Task data

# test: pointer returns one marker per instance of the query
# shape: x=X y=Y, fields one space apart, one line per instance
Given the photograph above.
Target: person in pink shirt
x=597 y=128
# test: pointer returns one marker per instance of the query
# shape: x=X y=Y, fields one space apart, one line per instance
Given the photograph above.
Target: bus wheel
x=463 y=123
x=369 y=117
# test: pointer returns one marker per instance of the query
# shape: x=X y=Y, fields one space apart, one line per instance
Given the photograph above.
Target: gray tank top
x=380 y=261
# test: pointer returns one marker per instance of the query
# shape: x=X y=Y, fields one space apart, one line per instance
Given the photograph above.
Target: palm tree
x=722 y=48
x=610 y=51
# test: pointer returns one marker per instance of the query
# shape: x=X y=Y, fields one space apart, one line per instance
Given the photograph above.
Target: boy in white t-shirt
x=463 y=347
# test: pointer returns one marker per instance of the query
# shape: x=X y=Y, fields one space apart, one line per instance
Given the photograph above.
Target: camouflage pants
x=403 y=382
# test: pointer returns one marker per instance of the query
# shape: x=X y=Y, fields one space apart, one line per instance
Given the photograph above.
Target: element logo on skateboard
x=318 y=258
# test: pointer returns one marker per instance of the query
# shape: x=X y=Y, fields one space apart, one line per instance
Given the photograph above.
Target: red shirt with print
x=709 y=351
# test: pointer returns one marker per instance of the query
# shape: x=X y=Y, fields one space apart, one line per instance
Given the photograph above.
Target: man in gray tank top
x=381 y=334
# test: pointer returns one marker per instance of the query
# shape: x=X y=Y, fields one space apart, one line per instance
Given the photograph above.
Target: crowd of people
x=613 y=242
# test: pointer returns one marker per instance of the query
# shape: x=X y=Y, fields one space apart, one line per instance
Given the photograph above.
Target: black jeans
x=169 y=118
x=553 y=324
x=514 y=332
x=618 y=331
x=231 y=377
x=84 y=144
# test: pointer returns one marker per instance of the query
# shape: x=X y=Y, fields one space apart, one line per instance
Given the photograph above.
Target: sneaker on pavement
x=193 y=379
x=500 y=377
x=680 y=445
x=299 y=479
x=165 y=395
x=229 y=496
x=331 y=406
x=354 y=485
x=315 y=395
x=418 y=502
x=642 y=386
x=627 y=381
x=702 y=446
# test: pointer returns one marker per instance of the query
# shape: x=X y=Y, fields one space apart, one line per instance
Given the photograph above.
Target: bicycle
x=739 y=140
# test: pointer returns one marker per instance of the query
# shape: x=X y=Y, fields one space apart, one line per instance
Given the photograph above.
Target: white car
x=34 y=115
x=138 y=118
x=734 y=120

The task
Render everything from the first line down to and including the one containing "x=613 y=242" as a Markdown table with the columns Number and Text, leaving out blank lines.

Written solution
| Number | Text |
|---|---|
| 1 | # test: pointer returns one marker per instance of the query |
| 2 | # shape: x=X y=Y, fields one space apart, one line per instance |
| 3 | Given the photograph above. |
| 4 | Target: person in pink shirt |
| 5 | x=597 y=128 |
| 6 | # test: pointer returns one marker per instance of the query |
| 7 | # shape: x=X y=Y, fields one space apart, one line per instance |
| 8 | Given the photograph above. |
| 9 | Target: bus wheel |
| 10 | x=463 y=123 |
| 11 | x=369 y=117 |
| 12 | # test: pointer returns one marker per instance of the query |
| 13 | # shape: x=X y=Y, fields one space apart, one line per instance |
| 14 | Given the photograph above. |
| 15 | Target: gray tank top |
| 16 | x=380 y=261 |
| 17 | # test: pointer returns one marker per instance of the query |
| 18 | # shape: x=X y=Y, fields one space apart, one line per instance |
| 19 | Given the photograph above. |
| 20 | Target: palm tree |
| 21 | x=722 y=48 |
| 22 | x=610 y=51 |
| 23 | # test: pointer returns one marker per instance of the query |
| 24 | # shape: x=X y=Y, fields one space apart, one line per instance |
| 25 | Given the photograph above. |
| 26 | Target: boy in white t-shirt |
| 27 | x=463 y=347 |
| 28 | # test: pointer returns one marker per instance of the query |
| 29 | # shape: x=X y=Y, fields one space apart, one line per instance |
| 30 | Given the photograph above. |
| 31 | Target: camouflage pants |
| 32 | x=403 y=382 |
| 33 | # test: pointer returns one marker per instance of the query |
| 34 | # shape: x=X y=Y, fields one space apart, one line per instance |
| 35 | Given the photograph above. |
| 36 | Target: element logo on skateboard |
| 37 | x=318 y=258 |
| 38 | # test: pointer returns one marker per instance of the query |
| 39 | # shape: x=X y=Y, fields one space apart, one line per instance |
| 40 | Given the photograph above. |
| 41 | Target: red shirt with print |
| 42 | x=709 y=351 |
| 43 | # test: pointer returns one marker per instance of the query |
| 44 | # shape: x=X y=Y, fields one space apart, one line per instance |
| 45 | Given the photograph above. |
| 46 | Target: man in gray tank top |
| 47 | x=381 y=334 |
| 48 | # test: pointer returns one marker per instance of the query |
| 49 | # shape: x=X y=Y, fields one space apart, one line per instance |
| 50 | Given the photograph above. |
| 51 | Target: crowd of people |
| 52 | x=613 y=242 |